TASK GOAL
Among the entries that follow, the required portion opens with the line containing "Target: man in light suit" and closes with the line containing "[[432, 199], [505, 48]]". Give that portion again exactly, and nothing else.

[Collection entries]
BEGIN

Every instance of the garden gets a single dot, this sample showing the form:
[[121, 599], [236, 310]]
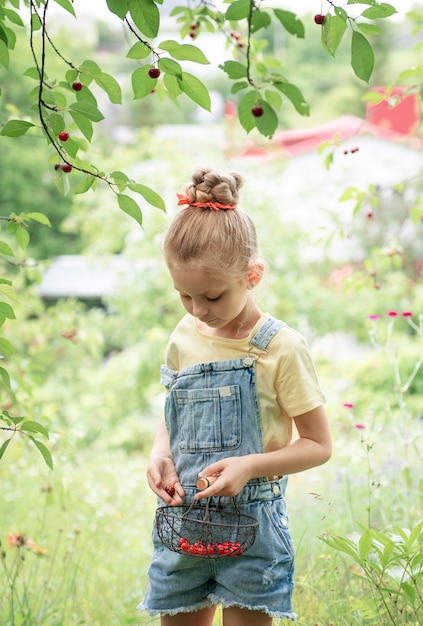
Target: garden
[[80, 397]]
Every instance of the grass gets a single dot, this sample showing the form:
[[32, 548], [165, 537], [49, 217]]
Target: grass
[[90, 519]]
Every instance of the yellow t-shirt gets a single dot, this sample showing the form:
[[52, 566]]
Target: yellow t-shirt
[[287, 382]]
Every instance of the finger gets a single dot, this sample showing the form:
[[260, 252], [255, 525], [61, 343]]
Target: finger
[[205, 481]]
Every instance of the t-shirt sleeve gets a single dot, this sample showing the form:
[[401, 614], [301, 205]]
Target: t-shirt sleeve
[[298, 386]]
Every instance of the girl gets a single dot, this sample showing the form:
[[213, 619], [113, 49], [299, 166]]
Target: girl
[[237, 380]]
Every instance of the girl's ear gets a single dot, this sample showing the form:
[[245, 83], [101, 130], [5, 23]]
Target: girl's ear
[[255, 274]]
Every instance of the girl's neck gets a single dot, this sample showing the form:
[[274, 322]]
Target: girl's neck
[[239, 328]]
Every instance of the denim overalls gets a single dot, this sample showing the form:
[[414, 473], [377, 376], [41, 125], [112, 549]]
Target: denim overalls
[[212, 412]]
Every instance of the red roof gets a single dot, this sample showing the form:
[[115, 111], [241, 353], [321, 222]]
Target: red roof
[[395, 119]]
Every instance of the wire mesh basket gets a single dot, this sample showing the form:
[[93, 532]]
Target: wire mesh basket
[[205, 530]]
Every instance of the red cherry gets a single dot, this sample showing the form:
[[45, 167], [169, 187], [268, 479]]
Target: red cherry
[[257, 111]]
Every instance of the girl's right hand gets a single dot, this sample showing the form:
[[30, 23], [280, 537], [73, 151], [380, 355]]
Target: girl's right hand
[[163, 480]]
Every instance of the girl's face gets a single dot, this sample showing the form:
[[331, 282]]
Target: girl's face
[[222, 303]]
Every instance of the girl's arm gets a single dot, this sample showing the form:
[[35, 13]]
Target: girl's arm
[[312, 448], [161, 473]]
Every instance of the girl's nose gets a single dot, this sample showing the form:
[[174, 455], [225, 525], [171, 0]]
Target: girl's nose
[[199, 309]]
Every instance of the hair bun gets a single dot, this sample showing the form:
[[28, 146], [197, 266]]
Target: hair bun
[[211, 186]]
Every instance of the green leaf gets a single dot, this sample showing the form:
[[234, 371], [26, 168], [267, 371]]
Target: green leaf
[[121, 180], [172, 86], [268, 122], [13, 17], [84, 183], [146, 16], [34, 427], [238, 10], [5, 249], [368, 29], [4, 375], [234, 69], [129, 206], [342, 544], [139, 51], [365, 544], [110, 85], [87, 109], [4, 54], [290, 22], [22, 237], [118, 7], [378, 11], [16, 128], [170, 67], [260, 19], [239, 86], [45, 452], [184, 52], [6, 348], [4, 447], [295, 96], [38, 217], [83, 124], [142, 84], [7, 311], [273, 98], [409, 591], [362, 56], [148, 194], [67, 5], [333, 30], [247, 120], [195, 89]]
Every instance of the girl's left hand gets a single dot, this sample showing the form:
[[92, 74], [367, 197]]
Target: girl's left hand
[[232, 475]]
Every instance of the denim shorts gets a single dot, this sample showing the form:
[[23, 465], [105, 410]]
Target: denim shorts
[[260, 580]]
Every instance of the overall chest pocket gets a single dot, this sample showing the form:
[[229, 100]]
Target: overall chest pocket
[[208, 419]]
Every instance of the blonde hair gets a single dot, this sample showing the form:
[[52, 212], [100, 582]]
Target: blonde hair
[[219, 241]]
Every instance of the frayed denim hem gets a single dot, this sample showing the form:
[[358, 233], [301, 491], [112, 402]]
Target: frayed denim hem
[[215, 600], [204, 604]]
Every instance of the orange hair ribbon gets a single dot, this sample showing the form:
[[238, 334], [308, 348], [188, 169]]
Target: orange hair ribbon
[[216, 206]]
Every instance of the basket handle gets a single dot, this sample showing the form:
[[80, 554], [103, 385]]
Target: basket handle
[[207, 481]]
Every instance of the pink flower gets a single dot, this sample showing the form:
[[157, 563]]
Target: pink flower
[[16, 540]]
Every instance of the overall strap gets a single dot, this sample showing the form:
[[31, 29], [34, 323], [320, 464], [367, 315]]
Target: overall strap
[[266, 332]]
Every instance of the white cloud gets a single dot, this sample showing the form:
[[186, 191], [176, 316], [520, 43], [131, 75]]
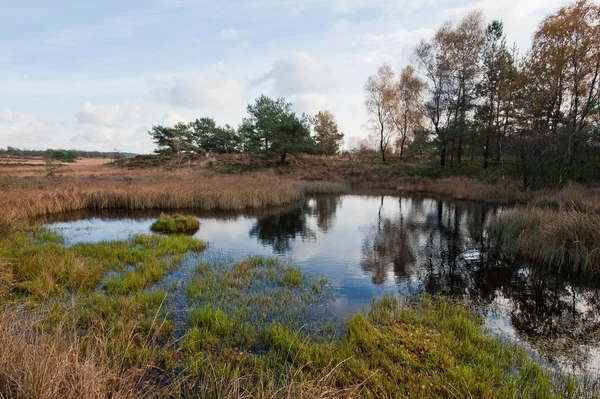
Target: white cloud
[[109, 115], [195, 91], [34, 132], [297, 74], [171, 118], [8, 116], [229, 34]]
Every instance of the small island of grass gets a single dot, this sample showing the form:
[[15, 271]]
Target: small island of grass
[[176, 224]]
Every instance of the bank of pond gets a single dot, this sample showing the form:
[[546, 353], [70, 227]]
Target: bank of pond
[[339, 296]]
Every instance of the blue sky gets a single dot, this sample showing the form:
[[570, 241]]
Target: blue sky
[[96, 75]]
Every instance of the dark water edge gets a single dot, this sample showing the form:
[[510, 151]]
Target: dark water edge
[[368, 246]]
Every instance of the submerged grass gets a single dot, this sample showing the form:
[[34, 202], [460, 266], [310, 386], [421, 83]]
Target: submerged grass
[[175, 224], [173, 191], [42, 267], [561, 239], [431, 348], [254, 330]]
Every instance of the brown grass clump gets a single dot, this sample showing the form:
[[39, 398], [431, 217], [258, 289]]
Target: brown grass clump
[[573, 197], [37, 364], [6, 277], [172, 191], [462, 188], [557, 238]]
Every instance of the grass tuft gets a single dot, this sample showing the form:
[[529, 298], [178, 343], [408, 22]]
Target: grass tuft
[[175, 224], [560, 239]]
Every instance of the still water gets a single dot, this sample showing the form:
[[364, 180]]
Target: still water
[[368, 246]]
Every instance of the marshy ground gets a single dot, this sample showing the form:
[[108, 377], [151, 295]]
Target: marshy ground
[[92, 319]]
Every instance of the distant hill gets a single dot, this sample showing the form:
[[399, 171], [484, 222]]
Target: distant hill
[[80, 154]]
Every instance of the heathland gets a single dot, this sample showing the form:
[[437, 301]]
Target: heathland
[[89, 320]]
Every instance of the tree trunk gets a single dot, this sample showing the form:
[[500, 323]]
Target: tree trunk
[[402, 145], [381, 144], [452, 155], [459, 153], [443, 155]]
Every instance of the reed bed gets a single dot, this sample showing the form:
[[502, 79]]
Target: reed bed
[[169, 193], [573, 197], [176, 224], [38, 364], [464, 188], [560, 239]]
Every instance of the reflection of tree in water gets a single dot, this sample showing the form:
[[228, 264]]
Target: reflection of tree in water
[[324, 209], [281, 230], [444, 246], [555, 312], [389, 246]]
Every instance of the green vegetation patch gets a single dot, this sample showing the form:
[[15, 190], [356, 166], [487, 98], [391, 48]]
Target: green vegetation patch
[[232, 302], [428, 348], [42, 267], [557, 238], [176, 224]]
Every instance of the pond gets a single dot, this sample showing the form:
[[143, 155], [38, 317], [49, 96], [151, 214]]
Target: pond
[[368, 246]]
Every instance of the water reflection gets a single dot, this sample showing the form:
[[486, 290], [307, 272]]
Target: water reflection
[[279, 231], [369, 246]]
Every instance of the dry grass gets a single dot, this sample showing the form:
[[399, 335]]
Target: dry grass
[[38, 364], [463, 188], [6, 277], [558, 238], [560, 228], [573, 197], [163, 191]]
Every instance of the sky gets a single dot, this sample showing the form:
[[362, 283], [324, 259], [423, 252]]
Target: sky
[[96, 75]]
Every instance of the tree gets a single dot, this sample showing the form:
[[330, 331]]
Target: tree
[[264, 119], [379, 102], [327, 136], [406, 114], [564, 66], [496, 90], [173, 139], [212, 138], [272, 128], [433, 62]]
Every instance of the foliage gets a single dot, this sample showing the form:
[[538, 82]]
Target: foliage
[[328, 138], [212, 138], [173, 139], [272, 128]]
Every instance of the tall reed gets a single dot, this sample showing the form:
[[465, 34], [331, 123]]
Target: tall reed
[[560, 239], [223, 193]]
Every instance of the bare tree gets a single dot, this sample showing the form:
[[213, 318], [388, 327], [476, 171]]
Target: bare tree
[[379, 101]]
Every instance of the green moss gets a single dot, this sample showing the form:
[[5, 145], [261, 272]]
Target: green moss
[[176, 224]]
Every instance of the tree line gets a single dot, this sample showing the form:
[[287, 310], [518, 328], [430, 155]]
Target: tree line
[[61, 154], [470, 95], [270, 128]]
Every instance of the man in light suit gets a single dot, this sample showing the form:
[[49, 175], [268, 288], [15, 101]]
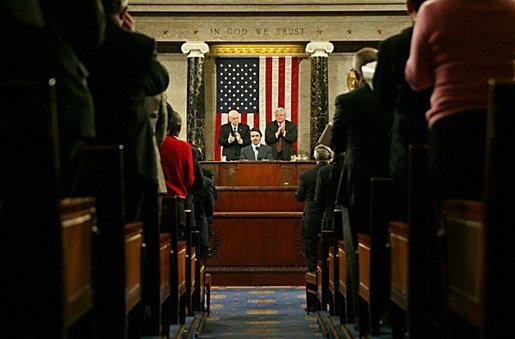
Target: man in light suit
[[281, 134], [256, 150], [233, 136]]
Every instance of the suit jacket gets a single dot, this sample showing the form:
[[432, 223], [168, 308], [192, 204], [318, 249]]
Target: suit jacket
[[326, 190], [232, 150], [361, 128], [288, 140], [264, 152], [410, 124], [123, 73], [312, 219]]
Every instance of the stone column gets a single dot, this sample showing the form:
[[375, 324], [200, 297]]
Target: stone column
[[319, 51], [195, 109]]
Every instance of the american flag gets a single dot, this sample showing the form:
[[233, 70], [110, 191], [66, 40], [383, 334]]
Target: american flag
[[255, 87]]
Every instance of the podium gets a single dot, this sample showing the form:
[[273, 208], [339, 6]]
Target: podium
[[256, 226]]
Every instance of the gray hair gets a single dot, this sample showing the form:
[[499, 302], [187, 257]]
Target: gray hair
[[363, 57]]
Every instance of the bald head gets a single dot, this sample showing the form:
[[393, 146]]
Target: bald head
[[234, 117]]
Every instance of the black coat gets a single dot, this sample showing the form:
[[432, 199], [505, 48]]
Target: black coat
[[123, 74], [288, 140], [361, 128], [312, 219], [326, 190], [409, 107], [232, 150]]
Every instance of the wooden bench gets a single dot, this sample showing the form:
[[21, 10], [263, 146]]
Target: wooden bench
[[78, 221], [325, 237], [399, 254], [333, 263], [164, 281], [117, 248], [191, 263], [415, 285], [374, 257], [312, 303], [177, 277], [478, 244], [346, 311]]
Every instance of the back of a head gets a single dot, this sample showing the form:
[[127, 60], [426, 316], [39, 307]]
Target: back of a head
[[114, 6], [363, 57], [415, 4], [323, 153]]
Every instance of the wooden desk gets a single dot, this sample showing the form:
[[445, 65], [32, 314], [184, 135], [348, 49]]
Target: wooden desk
[[257, 173], [257, 223]]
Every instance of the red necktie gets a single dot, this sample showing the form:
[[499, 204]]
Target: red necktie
[[279, 145]]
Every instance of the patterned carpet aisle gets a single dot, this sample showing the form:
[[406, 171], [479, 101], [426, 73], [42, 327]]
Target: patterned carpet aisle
[[259, 312]]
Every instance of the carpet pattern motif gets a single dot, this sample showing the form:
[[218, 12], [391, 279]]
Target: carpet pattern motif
[[259, 312]]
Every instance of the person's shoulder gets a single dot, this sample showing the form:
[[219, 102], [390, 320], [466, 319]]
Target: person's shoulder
[[345, 96], [324, 170]]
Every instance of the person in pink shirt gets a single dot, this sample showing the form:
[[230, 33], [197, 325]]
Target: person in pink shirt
[[177, 164], [457, 46], [176, 159]]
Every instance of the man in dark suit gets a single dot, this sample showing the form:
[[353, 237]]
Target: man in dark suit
[[281, 134], [361, 130], [233, 136], [326, 189], [123, 73], [311, 221], [256, 150], [409, 107]]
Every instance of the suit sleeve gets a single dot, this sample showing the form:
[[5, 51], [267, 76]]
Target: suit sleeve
[[269, 154], [270, 130], [243, 154], [245, 135], [300, 194], [291, 133], [340, 123], [223, 136]]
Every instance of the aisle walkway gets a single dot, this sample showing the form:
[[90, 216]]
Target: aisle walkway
[[259, 312]]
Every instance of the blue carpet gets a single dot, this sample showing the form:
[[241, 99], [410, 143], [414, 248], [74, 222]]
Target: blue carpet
[[259, 312]]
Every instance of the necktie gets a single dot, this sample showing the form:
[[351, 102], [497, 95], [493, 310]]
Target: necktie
[[279, 144]]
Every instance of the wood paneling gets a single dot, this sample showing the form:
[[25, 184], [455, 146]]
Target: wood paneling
[[257, 240], [257, 173], [257, 199], [399, 262], [133, 243], [77, 220], [464, 222], [257, 224], [164, 265]]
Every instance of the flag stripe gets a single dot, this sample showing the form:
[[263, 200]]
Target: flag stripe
[[262, 97], [281, 84], [268, 84], [287, 88]]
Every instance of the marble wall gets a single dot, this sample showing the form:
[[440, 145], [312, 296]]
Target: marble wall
[[346, 24]]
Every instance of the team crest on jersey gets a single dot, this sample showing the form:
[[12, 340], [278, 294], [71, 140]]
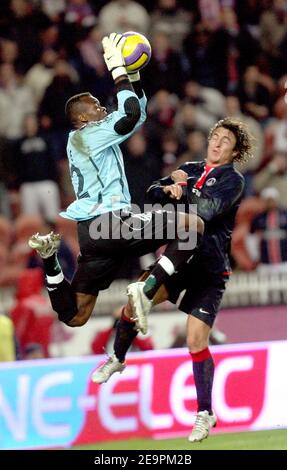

END

OUTPUT
Target: man in light suit
[[281, 134], [256, 150], [233, 136]]
Every instance of the suit jacket gets a single dot, this sample showing the form:
[[432, 223], [168, 308], [192, 204], [318, 249]]
Target: suit jacket
[[326, 190], [232, 150], [361, 128], [288, 140], [264, 152], [410, 124], [123, 73], [312, 219]]
Every instance of the stone column gets a single dot, this sample showing the form:
[[375, 324], [200, 297]]
Target: stone column
[[319, 51], [195, 109]]
Every instance of the american flag gets a single dot, this sample showing the form:
[[233, 70], [110, 191], [66, 40], [383, 334]]
Target: american flag
[[255, 87]]
Every instance of the podium gets a single dot, this sample showing the form:
[[273, 208], [339, 6]]
Target: podium
[[256, 226]]
Every instance of the gray hair gets a single dot, this sample showing the form:
[[499, 302], [187, 257]]
Target: gray hair
[[363, 57]]
Every instance of the bald head gets a single dot, this sample showing the form:
[[393, 146]]
Target: bald head
[[234, 117]]
Every instance of the black coat gets a single dot, this sample showing the form:
[[432, 199], [505, 48]]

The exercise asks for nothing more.